* _TASK REQUIREMENTS_
1. In the insurance merger article, what position does Steve Zaharuk hold?
2. Copy the part of the insurance merger article starting with "Zaharuk analyzes health" and going on through "electronic health records.", changing "economic pressure" to "financial pressure".

* _EXCERPT_
Insurance Companies Look To Mergers To Remain Viable
BOSTON — In his State of the Union address, President Obama reiterated his goals for national health care reform. That new law is already playing out here in Massachusetts, where Tuesday two of the state’s largest health insurance companies said they are looking at merging.
In their joint statement, Harvard Pilgrim Health Care and Tufts Health Plan talked about the cost of government mandates — translation: national health care reform. The new law caps insurance company spending.
“Meaning for every dollar they take in, 80 cents has to be spent on medical costs and only 20 cents can be used for profit and administration,” said Steve Zaharuk, senior vice president at the rating company Moody’s.
Zaharuk analyzes health insurance companies nationally, and says that 80/20 ratio is just one economic pressure coming from national health care reform. There’s also the mandate to go to electronic health records.

* _DATASET_
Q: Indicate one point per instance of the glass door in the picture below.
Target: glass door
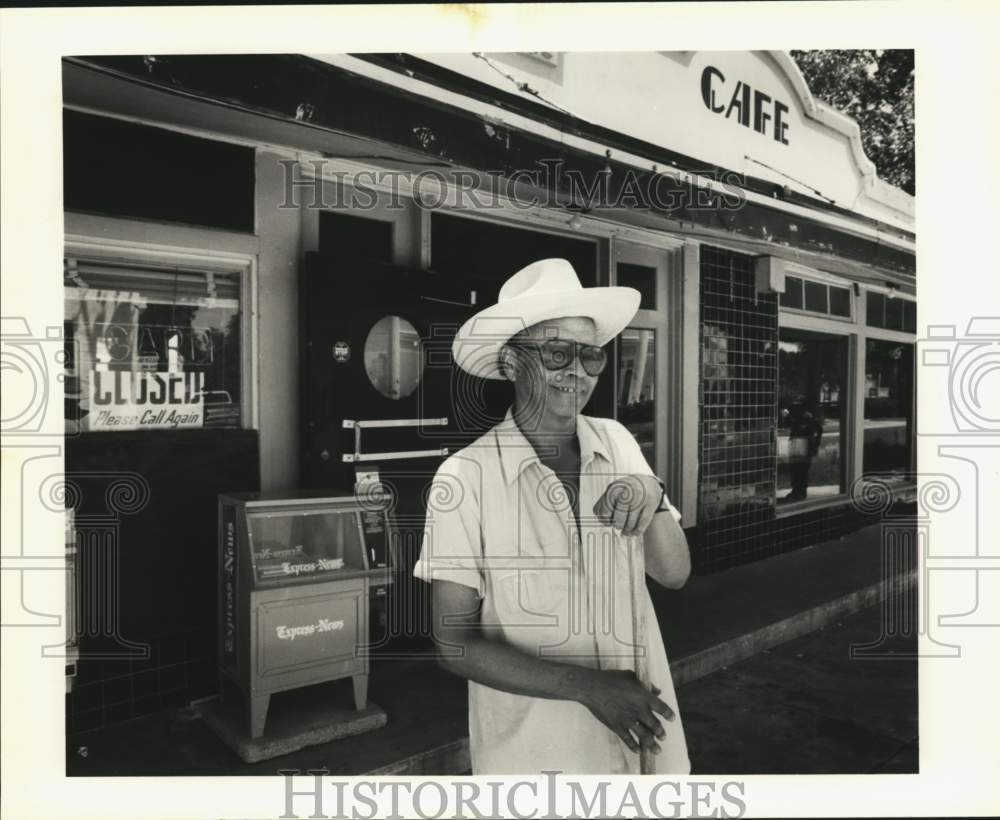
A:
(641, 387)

--

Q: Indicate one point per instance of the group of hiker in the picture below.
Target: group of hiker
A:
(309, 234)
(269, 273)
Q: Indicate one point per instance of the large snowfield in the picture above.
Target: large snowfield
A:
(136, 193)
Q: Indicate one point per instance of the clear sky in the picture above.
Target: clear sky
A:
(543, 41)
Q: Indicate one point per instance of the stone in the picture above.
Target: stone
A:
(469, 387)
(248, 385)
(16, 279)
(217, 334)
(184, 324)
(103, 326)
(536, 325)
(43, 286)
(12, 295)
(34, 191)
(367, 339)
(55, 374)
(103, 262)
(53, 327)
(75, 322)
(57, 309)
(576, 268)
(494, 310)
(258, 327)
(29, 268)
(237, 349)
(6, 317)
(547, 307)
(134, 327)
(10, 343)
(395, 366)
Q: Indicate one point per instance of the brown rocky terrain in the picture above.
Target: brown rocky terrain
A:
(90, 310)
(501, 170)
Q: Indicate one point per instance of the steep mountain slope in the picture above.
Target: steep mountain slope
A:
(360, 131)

* _ANSWERS_
1. He is senior vice president at the rating company Moody's.

2.
Zaharuk analyzes health insurance companies nationally, and says that 80/20 ratio is just one financial pressure coming from national health care reform. There’s also the mandate to go to electronic health records.